Convert the lines of the items below, from the line containing "segment the empty room" through the end of the items, inclusive, into a JSON list of strings with one string per line. Leave out blank lines.

═══ SOURCE RECORDS

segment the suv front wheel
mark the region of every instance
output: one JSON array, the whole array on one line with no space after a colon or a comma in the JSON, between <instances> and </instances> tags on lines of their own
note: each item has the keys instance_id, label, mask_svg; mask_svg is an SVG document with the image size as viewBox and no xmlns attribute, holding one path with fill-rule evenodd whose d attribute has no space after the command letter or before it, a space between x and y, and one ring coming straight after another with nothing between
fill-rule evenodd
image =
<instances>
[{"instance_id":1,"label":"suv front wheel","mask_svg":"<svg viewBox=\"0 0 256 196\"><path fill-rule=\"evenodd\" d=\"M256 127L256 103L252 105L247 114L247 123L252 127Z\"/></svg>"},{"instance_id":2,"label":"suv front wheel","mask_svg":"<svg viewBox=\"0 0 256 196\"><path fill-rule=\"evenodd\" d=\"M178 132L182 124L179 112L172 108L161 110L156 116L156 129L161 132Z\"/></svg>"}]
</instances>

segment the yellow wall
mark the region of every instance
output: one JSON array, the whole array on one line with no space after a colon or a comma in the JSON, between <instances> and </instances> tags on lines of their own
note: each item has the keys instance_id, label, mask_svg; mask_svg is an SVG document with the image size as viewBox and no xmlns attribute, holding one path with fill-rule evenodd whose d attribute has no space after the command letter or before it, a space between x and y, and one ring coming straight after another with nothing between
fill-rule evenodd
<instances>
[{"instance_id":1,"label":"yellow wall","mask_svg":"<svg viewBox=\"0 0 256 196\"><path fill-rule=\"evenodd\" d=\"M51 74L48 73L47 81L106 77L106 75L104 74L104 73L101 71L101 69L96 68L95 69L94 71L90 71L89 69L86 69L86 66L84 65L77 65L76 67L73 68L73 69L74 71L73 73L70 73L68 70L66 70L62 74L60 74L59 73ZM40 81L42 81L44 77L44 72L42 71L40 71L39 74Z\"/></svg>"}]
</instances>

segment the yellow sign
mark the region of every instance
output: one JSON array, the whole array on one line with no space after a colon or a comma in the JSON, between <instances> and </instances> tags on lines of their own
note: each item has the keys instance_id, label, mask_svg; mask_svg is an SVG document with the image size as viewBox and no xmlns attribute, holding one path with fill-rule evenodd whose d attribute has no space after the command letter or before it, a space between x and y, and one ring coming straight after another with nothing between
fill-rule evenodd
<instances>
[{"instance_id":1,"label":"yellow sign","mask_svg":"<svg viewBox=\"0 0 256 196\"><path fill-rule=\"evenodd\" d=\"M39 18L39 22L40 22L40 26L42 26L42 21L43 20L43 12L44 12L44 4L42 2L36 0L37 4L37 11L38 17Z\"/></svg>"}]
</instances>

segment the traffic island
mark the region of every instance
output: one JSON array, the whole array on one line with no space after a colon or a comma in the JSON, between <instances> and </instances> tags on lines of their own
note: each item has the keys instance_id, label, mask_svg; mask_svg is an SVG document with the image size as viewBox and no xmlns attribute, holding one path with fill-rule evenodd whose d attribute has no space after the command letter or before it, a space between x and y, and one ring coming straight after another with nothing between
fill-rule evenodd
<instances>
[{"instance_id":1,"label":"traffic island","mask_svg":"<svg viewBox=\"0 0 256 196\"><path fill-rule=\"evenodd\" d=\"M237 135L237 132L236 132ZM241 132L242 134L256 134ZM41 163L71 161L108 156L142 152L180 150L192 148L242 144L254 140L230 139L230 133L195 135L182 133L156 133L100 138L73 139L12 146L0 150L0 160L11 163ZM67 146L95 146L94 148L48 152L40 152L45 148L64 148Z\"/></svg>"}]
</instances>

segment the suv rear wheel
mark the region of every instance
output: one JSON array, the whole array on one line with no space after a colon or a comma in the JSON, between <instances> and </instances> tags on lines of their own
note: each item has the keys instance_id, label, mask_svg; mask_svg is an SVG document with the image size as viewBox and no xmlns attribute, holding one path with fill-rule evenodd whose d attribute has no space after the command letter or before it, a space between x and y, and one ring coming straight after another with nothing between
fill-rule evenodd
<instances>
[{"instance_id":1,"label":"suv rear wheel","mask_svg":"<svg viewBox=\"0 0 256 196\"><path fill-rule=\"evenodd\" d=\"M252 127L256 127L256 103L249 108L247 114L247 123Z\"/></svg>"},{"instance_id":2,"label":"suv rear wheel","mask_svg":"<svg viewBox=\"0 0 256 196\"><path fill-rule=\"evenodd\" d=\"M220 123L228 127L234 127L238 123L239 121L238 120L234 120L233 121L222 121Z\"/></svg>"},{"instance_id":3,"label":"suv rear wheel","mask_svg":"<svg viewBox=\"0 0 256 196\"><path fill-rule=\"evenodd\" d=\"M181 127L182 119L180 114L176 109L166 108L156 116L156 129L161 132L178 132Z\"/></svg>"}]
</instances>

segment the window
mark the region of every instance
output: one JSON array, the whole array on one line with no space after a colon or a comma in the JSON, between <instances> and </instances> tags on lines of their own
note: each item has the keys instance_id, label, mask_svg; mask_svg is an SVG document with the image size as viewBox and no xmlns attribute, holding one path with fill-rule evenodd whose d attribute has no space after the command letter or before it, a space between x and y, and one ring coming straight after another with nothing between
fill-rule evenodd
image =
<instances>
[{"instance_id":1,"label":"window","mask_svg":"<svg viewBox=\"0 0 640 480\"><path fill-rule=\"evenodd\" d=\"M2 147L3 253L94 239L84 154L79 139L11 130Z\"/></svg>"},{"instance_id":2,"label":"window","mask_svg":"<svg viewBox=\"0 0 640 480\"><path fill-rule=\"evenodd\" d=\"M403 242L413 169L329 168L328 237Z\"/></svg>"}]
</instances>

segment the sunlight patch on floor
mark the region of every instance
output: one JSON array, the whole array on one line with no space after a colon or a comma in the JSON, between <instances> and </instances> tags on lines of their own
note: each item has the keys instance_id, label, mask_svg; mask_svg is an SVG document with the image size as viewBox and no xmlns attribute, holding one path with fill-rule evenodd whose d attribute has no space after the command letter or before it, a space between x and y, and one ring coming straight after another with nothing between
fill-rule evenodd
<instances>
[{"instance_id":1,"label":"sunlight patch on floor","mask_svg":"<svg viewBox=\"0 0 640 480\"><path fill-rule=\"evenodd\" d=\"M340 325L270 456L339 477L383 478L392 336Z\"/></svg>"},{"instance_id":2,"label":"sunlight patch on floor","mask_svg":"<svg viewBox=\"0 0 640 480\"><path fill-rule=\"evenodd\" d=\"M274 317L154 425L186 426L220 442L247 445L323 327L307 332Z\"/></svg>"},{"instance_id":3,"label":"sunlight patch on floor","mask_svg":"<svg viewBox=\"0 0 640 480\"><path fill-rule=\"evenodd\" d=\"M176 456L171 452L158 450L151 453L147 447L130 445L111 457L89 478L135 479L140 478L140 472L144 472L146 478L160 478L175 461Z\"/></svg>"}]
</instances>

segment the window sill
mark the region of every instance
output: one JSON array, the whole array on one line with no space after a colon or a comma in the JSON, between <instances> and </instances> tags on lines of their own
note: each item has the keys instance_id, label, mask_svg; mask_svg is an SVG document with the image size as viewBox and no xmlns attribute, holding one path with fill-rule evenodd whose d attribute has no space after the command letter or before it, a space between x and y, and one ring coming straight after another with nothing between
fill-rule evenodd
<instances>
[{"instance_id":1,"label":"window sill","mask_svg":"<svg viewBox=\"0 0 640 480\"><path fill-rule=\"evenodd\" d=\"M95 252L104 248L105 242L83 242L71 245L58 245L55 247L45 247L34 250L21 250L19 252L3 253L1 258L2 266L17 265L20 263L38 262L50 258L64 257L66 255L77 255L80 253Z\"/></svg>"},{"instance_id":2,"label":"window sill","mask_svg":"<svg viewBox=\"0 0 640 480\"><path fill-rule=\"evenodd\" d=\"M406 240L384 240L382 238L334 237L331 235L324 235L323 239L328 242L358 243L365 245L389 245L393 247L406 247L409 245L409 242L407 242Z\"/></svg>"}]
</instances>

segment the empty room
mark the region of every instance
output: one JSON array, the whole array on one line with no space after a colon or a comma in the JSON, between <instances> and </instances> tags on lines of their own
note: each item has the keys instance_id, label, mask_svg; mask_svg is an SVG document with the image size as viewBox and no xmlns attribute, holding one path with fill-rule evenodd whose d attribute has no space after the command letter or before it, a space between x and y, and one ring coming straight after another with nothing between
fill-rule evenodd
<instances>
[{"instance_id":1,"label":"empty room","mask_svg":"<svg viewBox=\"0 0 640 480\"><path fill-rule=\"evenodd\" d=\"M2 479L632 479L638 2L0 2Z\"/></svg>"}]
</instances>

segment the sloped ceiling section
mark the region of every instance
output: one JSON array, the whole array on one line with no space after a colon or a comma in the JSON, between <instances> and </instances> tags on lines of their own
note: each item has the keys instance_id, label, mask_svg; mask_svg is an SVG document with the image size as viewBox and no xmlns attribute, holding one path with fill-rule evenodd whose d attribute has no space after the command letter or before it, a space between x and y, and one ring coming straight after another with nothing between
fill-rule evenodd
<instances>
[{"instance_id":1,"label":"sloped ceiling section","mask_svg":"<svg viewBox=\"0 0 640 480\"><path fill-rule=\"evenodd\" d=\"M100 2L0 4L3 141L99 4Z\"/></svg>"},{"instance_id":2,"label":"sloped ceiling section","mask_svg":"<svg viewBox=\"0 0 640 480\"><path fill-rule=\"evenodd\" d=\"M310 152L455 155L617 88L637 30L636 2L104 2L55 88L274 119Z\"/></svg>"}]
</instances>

══════

* RESULT OF THIS TASK:
[
  "segment the empty room",
  "mark the region of every instance",
  "output: one JSON array, the whole array on one line with no space after a colon or a comma in the JSON, between <instances> and </instances> tags on lines of their own",
  "note: each item has the keys instance_id, label, mask_svg; mask_svg is an SVG document with the image size as viewBox and no xmlns attribute, holding one path with fill-rule evenodd whose d attribute has no space after the command letter or before it, a space between x and y, and one ring coming straight after another with nothing between",
  "fill-rule evenodd",
  "<instances>",
  "[{\"instance_id\":1,\"label\":\"empty room\",\"mask_svg\":\"<svg viewBox=\\\"0 0 640 480\\\"><path fill-rule=\\\"evenodd\\\" d=\\\"M2 479L632 479L638 2L0 2Z\\\"/></svg>\"}]",
  "</instances>",
  "segment the sloped ceiling section",
  "mark the region of every instance",
  "output: one JSON array, the whole array on one line with no space after a colon or a comma in the JSON, between <instances> and </instances> tags on lines of their own",
  "note: each item has the keys instance_id, label, mask_svg; mask_svg is an SVG document with the image size as viewBox and no xmlns attribute, holding one path with fill-rule evenodd whose d attribute has no space after the command letter or before it, a space between x and y, and one ring coming straight after another with nothing between",
  "fill-rule evenodd",
  "<instances>",
  "[{\"instance_id\":1,\"label\":\"sloped ceiling section\",\"mask_svg\":\"<svg viewBox=\\\"0 0 640 480\\\"><path fill-rule=\\\"evenodd\\\" d=\\\"M100 2L0 4L3 141L99 4Z\\\"/></svg>\"},{\"instance_id\":2,\"label\":\"sloped ceiling section\",\"mask_svg\":\"<svg viewBox=\\\"0 0 640 480\\\"><path fill-rule=\\\"evenodd\\\" d=\\\"M310 152L455 155L617 88L637 30L636 2L104 2L55 88L274 119Z\\\"/></svg>\"}]",
  "</instances>"
]